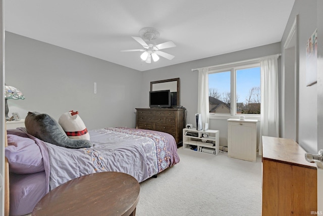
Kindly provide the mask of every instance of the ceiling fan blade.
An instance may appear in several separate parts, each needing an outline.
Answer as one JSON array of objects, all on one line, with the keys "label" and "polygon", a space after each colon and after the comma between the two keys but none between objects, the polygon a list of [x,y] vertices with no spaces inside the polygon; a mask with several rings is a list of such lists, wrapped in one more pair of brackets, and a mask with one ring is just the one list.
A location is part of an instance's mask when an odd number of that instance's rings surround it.
[{"label": "ceiling fan blade", "polygon": [[171,60],[174,59],[174,57],[175,57],[173,55],[169,54],[168,53],[164,53],[164,52],[162,52],[159,50],[155,51],[155,53],[162,57],[164,57],[165,58],[168,59],[169,60]]},{"label": "ceiling fan blade", "polygon": [[140,51],[143,52],[145,51],[146,50],[143,50],[142,49],[138,49],[137,50],[121,50],[120,52],[135,52],[135,51]]},{"label": "ceiling fan blade", "polygon": [[137,42],[140,44],[141,46],[142,46],[144,47],[144,48],[148,49],[149,48],[149,46],[148,46],[147,44],[146,44],[146,42],[145,42],[141,37],[132,36],[132,38],[135,39],[137,41]]},{"label": "ceiling fan blade", "polygon": [[162,49],[171,48],[172,47],[176,47],[176,45],[172,40],[165,42],[165,43],[160,44],[156,45],[155,47],[158,48],[158,50],[162,50]]}]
□ □ □ □
WHAT IS REQUIRED =>
Transcribe every line of text in the records above exactly, without the pictures.

RESULT FOR THIS EXERCISE =>
Kindly provide the mask of every instance of the ceiling fan blade.
An instance may appear in several separate parts, each needing an outline.
Answer as one JSON array of objects, all on one line, with the keys "label" and "polygon", a space after each colon and after the comma between the two keys but none between objects, the polygon a list of [x,y] vertices with no spaces inside the polygon; a mask with several rings is a list of such lists, wrapped in one more pair of brackets, and a mask with one ring is just the one list.
A location is part of an instance's mask when an odd number of that instance's rings surround it.
[{"label": "ceiling fan blade", "polygon": [[171,60],[174,59],[174,57],[175,57],[173,55],[169,54],[168,53],[164,53],[164,52],[162,52],[159,50],[155,51],[155,53],[162,57],[164,57],[165,58],[168,59],[169,60]]},{"label": "ceiling fan blade", "polygon": [[140,51],[143,52],[145,51],[146,50],[143,50],[142,49],[138,49],[137,50],[121,50],[120,52],[135,52],[135,51]]},{"label": "ceiling fan blade", "polygon": [[137,42],[140,44],[141,46],[142,46],[144,47],[144,48],[148,49],[149,48],[149,46],[148,46],[147,44],[146,44],[146,42],[145,42],[141,37],[132,36],[132,38],[135,39],[137,41]]},{"label": "ceiling fan blade", "polygon": [[162,49],[171,48],[172,47],[176,47],[176,45],[172,40],[165,42],[165,43],[160,44],[156,45],[155,47],[158,48],[158,50],[162,50]]}]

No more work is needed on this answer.